# [Problem details]
Every line containing the word "positive" is to be copied from the data below.

++++ The data

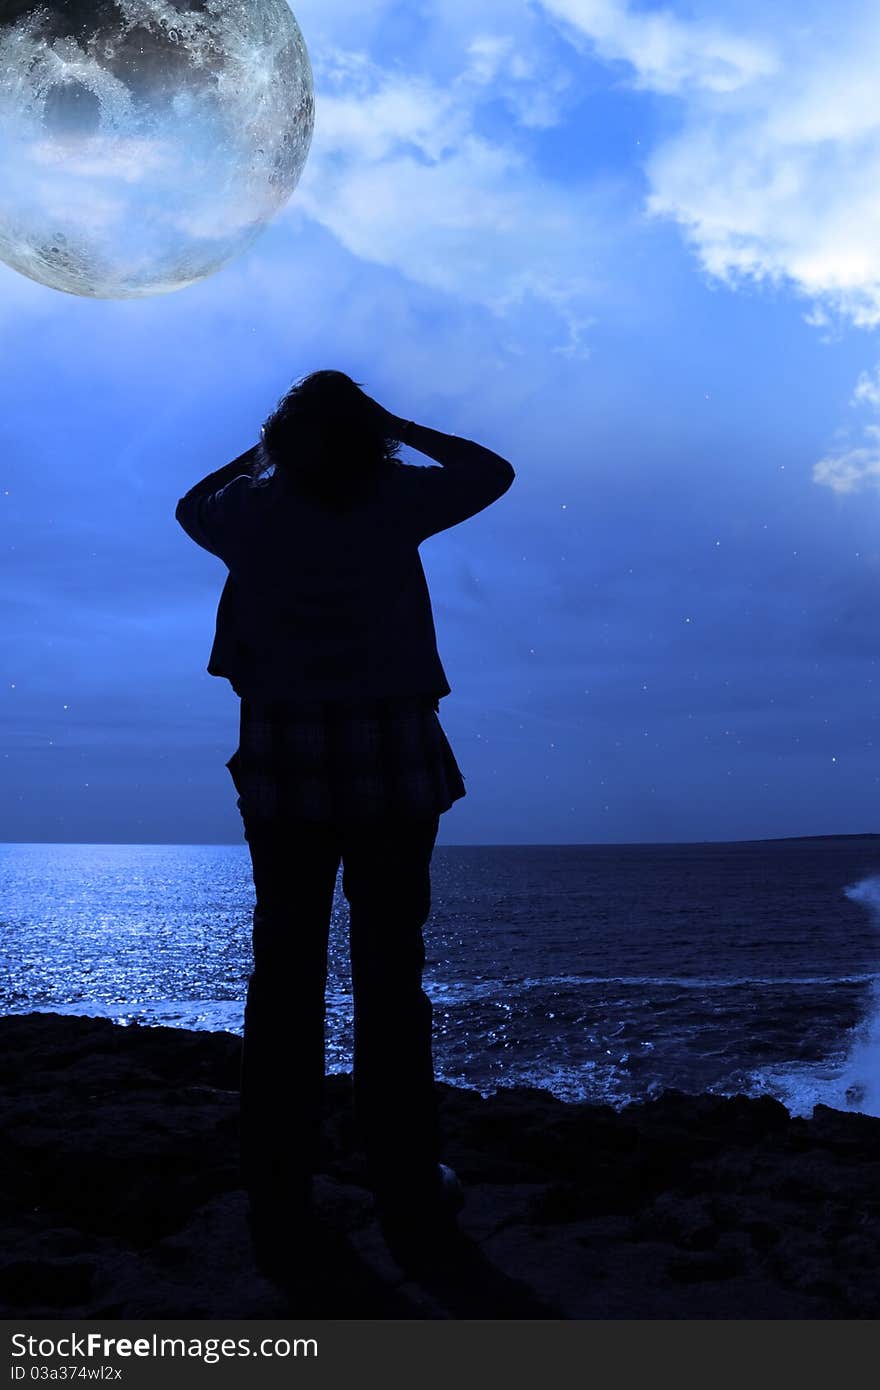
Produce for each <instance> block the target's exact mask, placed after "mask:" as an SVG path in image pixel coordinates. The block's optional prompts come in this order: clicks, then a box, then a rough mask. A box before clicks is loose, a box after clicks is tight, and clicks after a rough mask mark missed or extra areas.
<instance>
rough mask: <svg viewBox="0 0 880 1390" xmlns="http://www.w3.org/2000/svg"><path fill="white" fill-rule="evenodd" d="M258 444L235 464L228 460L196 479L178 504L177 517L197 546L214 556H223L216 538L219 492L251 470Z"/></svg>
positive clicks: (177, 507)
mask: <svg viewBox="0 0 880 1390" xmlns="http://www.w3.org/2000/svg"><path fill="white" fill-rule="evenodd" d="M256 448H257V446H256V445H253V446H252V448H250V449H246V450H245V453H241V455H239V456H238V459H234V460H232V463H225V464H224V466H222V468H217V470H215V473H209V475H207V477H206V478H202V480H200V482H196V484H195V486H192V488H190V489H189V492H186V493H185V495H184V496H182V498H181V500H179V502H178V505H177V510H175V513H174V516H175V518H177V520H178V521H179V524H181V525H182V527H184V530H185V531H186V535H188V537H190V538H192V539H193V541H195V542H196V545H200V546H203V548H204V549H206V550H210V552H211V555H220V552H218V550H217V541H218V537H220V525H221V509H220V506H218V505H217V502H215V500H214V499H215V498H217V493H218V492H220V491H221V489H222V488H225V486H227V485H228V484H229V482H232V480H234V478H238V477H241V475H242V474H246V473H247V471H249V464H250V460H252V457H253V453H254V450H256Z"/></svg>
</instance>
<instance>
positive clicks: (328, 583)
mask: <svg viewBox="0 0 880 1390" xmlns="http://www.w3.org/2000/svg"><path fill="white" fill-rule="evenodd" d="M400 441H402V442H405V443H407V445H410V446H412V448H413V449H417V450H418V452H421V453H424V455H427V456H428V457H430V459H432V460H435V461H437V463H439V464H441V467H434V468H431V467H427V468H425V467H417V466H412V464H405V463H402V461H400V460H399V457H398V453H399V442H400ZM513 477H514V473H513V468H512V466H510V464H509V463H507V461H506V460H505V459H502V457H500V456H499V455H496V453H492V452H491V450H489V449H485V448H482V446H481V445H478V443H473V442H471V441H467V439H460V438H457V436H455V435H448V434H442V432H441V431H437V430H430V428H427V427H424V425H418V424H414V423H413V421H405V420H402V418H399V417H396V416H392V414H389V413H388V411H386V410H384V409H382V407H381V406H378V404H377V403H375V402H374V400H371V399H370V396H367V395H366V393H364V392H363V391H361V389H360V388H359V385H357V384H356V382H353V381H352V378H350V377H346V375H345V374H343V373H339V371H317V373H313V374H311V375H309V377H304V378H303V379H300V381H299V382H296V384H295V385H293V386H292V388H291V391H289V392H288V393H286V395H285V396H284V398H282V400H281V402H279V404H278V407H277V409H275V410H274V411H272V414H271V416H270V417H268V418H267V421H266V423H264V425H263V430H261V439H260V443H259V445H257V446H254V448H253V449H250V450H247V453H245V455H242V456H241V457H239V459H236V460H235V461H234V463H231V464H227V467H225V468H221V470H218V471H217V473H213V474H210V475H209V477H207V478H204V480H203V481H202V482H199V484H196V486H195V488H192V489H190V491H189V492H188V493H186V495H185V496H184V498H182V499H181V500H179V503H178V507H177V520H178V521H179V524H181V525H182V527H184V530H185V531H186V532H188V535H190V537H192V539H193V541H196V542H197V543H199V545H202V546H204V549H207V550H210V552H211V553H213V555H217V556H220V559H221V560H224V563H225V564H227V567H228V571H229V573H228V577H227V582H225V587H224V591H222V595H221V600H220V607H218V613H217V631H215V638H214V646H213V651H211V657H210V662H209V667H207V670H209V671H210V673H211V674H213V676H222V677H225V678H228V680H229V682H231V684H232V688H234V689H235V692H236V694H238V695H239V696H241V727H239V746H238V749H236V752H235V753H234V755H232V758H231V759H229V762H228V763H227V766H228V769H229V773H231V776H232V780H234V783H235V788H236V792H238V808H239V812H241V815H242V821H243V828H245V838H246V841H247V845H249V849H250V858H252V865H253V881H254V894H256V906H254V915H253V973H252V974H250V979H249V986H247V1002H246V1008H245V1038H243V1049H242V1076H241V1081H242V1091H241V1143H242V1151H241V1154H242V1158H241V1165H242V1179H243V1184H245V1187H246V1190H247V1193H249V1202H250V1208H249V1209H250V1216H249V1219H250V1229H252V1236H253V1241H254V1248H256V1254H257V1258H259V1261H260V1264H261V1265H263V1268H264V1269H266V1270H267V1272H277V1270H279V1269H282V1268H286V1264H288V1262H289V1261H291V1259H292V1258H293V1255H295V1252H296V1250H298V1248H299V1250H300V1251H302V1250H303V1248H304V1247H306V1244H307V1240H306V1236H304V1233H306V1232H310V1230H313V1223H311V1179H313V1172H314V1168H316V1161H317V1156H318V1144H320V1137H321V1118H323V1086H324V1020H325V1012H324V1011H325V1002H324V995H325V984H327V948H328V933H329V919H331V908H332V899H334V890H335V883H336V873H338V869H339V863H342V869H343V874H342V891H343V895H345V898H346V899H348V903H349V922H350V958H352V986H353V997H355V1059H353V1099H355V1115H356V1122H357V1130H359V1136H360V1140H361V1143H363V1147H364V1152H366V1156H367V1165H368V1173H370V1179H371V1184H373V1190H374V1194H375V1200H377V1207H378V1212H380V1219H381V1222H382V1230H384V1233H385V1238H386V1241H388V1243H389V1245H391V1248H392V1250H393V1251H395V1252H396V1254H398V1257H399V1258H402V1252H403V1254H406V1248H407V1245H409V1247H420V1245H424V1244H425V1243H430V1241H431V1240H435V1238H438V1234H439V1233H441V1232H442V1230H448V1229H449V1226H450V1225H455V1215H453V1213H455V1208H456V1202H457V1204H459V1205H460V1187H459V1184H457V1179H456V1177H455V1173H452V1170H450V1169H449V1168H448V1166H446V1165H443V1163H441V1134H439V1127H438V1115H437V1102H435V1086H434V1062H432V1045H431V1024H432V1011H431V1004H430V999H428V997H427V995H425V992H424V990H423V980H421V977H423V967H424V958H425V955H424V941H423V926H424V923H425V920H427V917H428V912H430V906H431V881H430V863H431V855H432V851H434V842H435V838H437V833H438V824H439V816H441V815H442V813H443V812H445V810H448V809H449V806H450V805H452V803H453V801H456V799H457V798H460V796H463V795H464V784H463V780H462V774H460V771H459V767H457V765H456V760H455V756H453V753H452V749H450V748H449V744H448V741H446V737H445V734H443V731H442V728H441V724H439V719H438V709H439V701H441V699H442V696H443V695H448V694H449V684H448V681H446V676H445V671H443V667H442V663H441V659H439V655H438V651H437V638H435V630H434V620H432V613H431V600H430V595H428V588H427V584H425V577H424V571H423V567H421V560H420V557H418V546H420V545H421V542H423V541H424V539H425V538H427V537H430V535H435V534H437V532H438V531H443V530H446V528H448V527H452V525H457V523H460V521H464V520H466V518H467V517H470V516H474V513H477V512H481V510H482V509H484V507H487V506H489V503H492V502H495V500H496V499H498V498H500V496H502V493H503V492H506V491H507V488H509V486H510V484H512V482H513Z"/></svg>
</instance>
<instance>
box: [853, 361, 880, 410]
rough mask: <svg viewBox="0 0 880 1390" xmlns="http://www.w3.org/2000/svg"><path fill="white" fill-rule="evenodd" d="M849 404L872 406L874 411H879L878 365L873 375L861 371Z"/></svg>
mask: <svg viewBox="0 0 880 1390" xmlns="http://www.w3.org/2000/svg"><path fill="white" fill-rule="evenodd" d="M851 404H854V406H874V409H879V410H880V363H877V366H876V367H874V370H873V373H869V371H863V373H862V374H861V375H859V379H858V381H856V384H855V391H854V392H852V402H851Z"/></svg>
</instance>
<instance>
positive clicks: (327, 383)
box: [252, 371, 400, 512]
mask: <svg viewBox="0 0 880 1390" xmlns="http://www.w3.org/2000/svg"><path fill="white" fill-rule="evenodd" d="M399 449H400V445H399V441H396V439H391V438H389V436H388V435H386V434H384V432H382V428H381V416H380V414H378V411H377V409H375V404H374V403H373V402H371V400H370V399H368V396H366V395H364V392H363V391H361V389H360V385H359V382H356V381H352V378H350V377H346V375H345V373H342V371H313V373H310V375H307V377H303V378H300V381H296V382H295V384H293V385H292V386H291V389H289V391H288V392H286V393H285V395H284V396H282V398H281V400H279V402H278V404H277V406H275V409H274V410H272V413H271V414H270V416H268V417H267V418H266V421H264V423H263V430H261V442H260V448H259V449H257V452H256V456H254V461H253V466H252V477H253V480H254V482H259V481H261V480H263V477H264V474H266V471H267V470H268V468H271V467H272V466H274V468H275V473H277V474H284V475H286V477H288V478H289V480H291V481H292V482H293V484H295V486H296V488H298V491H302V492H304V493H306V495H307V496H310V498H313V499H316V500H318V502H321V503H324V505H325V506H328V507H331V509H332V510H336V512H345V510H348V509H349V507H352V506H353V505H355V503H357V502H359V500H361V499H363V498H364V496H367V495H368V492H370V489H371V485H373V484H374V481H375V480H377V478H378V477H380V474H381V473H384V471H386V470H388V468H389V467H395V466H398V453H399Z"/></svg>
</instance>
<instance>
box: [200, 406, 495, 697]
mask: <svg viewBox="0 0 880 1390" xmlns="http://www.w3.org/2000/svg"><path fill="white" fill-rule="evenodd" d="M412 442H413V443H414V446H416V448H424V449H425V452H431V456H432V457H438V456H441V455H442V457H443V466H442V467H439V468H437V467H427V468H425V467H417V466H413V464H403V463H396V461H395V463H389V464H388V466H386V467H385V468H384V470H382V473H381V474H380V475H378V477H377V480H375V484H374V488H373V493H371V496H370V498H368V499H366V500H364V502H360V503H359V505H357V506H356V507H353V509H352V510H350V512H348V513H334V512H331V510H329V509H327V507H324V506H321V503H320V502H316V500H311V499H309V498H307V496H306V495H303V493H302V492H300V491H299V489H298V486H296V481H295V478H293V477H292V475H288V474H285V473H284V470H281V468H278V470H275V473H274V474H272V475H271V477H270V478H268V480H267V481H263V482H260V484H254V482H253V481H252V478H250V475H249V474H247V473H245V471H243V470H245V468H246V467H247V463H249V461H250V457H252V453H253V450H250V452H249V453H246V455H242V456H241V457H239V459H236V460H235V461H234V463H231V464H227V467H225V468H220V470H218V471H217V473H213V474H210V475H209V477H207V478H203V480H202V482H197V484H196V486H195V488H192V489H190V491H189V492H188V493H186V495H185V496H184V498H181V500H179V502H178V506H177V512H175V516H177V520H178V521H179V524H181V525H182V527H184V530H185V531H186V534H188V535H190V537H192V539H193V541H196V542H197V543H199V545H202V546H203V548H204V549H206V550H210V552H211V553H213V555H217V556H220V559H221V560H222V562H224V563H225V564H227V567H228V570H229V574H228V577H227V582H225V587H224V591H222V595H221V599H220V606H218V610H217V630H215V637H214V645H213V649H211V656H210V660H209V666H207V670H209V673H210V674H211V676H224V677H227V678H228V680H229V682H231V685H232V688H234V691H235V692H236V695H241V696H245V698H286V699H334V698H339V696H352V695H355V696H361V695H363V696H393V695H430V696H434V698H435V699H439V698H442V696H443V695H448V694H449V682H448V680H446V674H445V671H443V667H442V663H441V659H439V655H438V651H437V637H435V630H434V616H432V612H431V599H430V595H428V587H427V582H425V575H424V570H423V567H421V559H420V556H418V546H420V545H421V542H423V541H424V539H425V538H427V537H430V535H435V534H437V532H438V531H445V530H448V528H449V527H452V525H457V523H459V521H464V520H466V518H467V517H470V516H474V513H477V512H481V510H482V509H484V507H487V506H489V503H492V502H495V500H496V499H498V498H500V496H502V493H505V492H506V491H507V488H509V486H510V484H512V482H513V478H514V471H513V468H512V466H510V464H509V463H507V461H506V460H505V459H502V457H500V456H499V455H496V453H492V452H491V450H489V449H484V448H482V446H481V445H477V443H473V442H471V441H467V439H457V438H455V436H452V435H441V434H439V432H437V431H430V430H424V428H423V427H418V425H417V427H414V428H413V434H412Z"/></svg>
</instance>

++++++++

# [Result of this task]
positive clicks: (177, 507)
positive clicks: (328, 583)
positive clicks: (327, 383)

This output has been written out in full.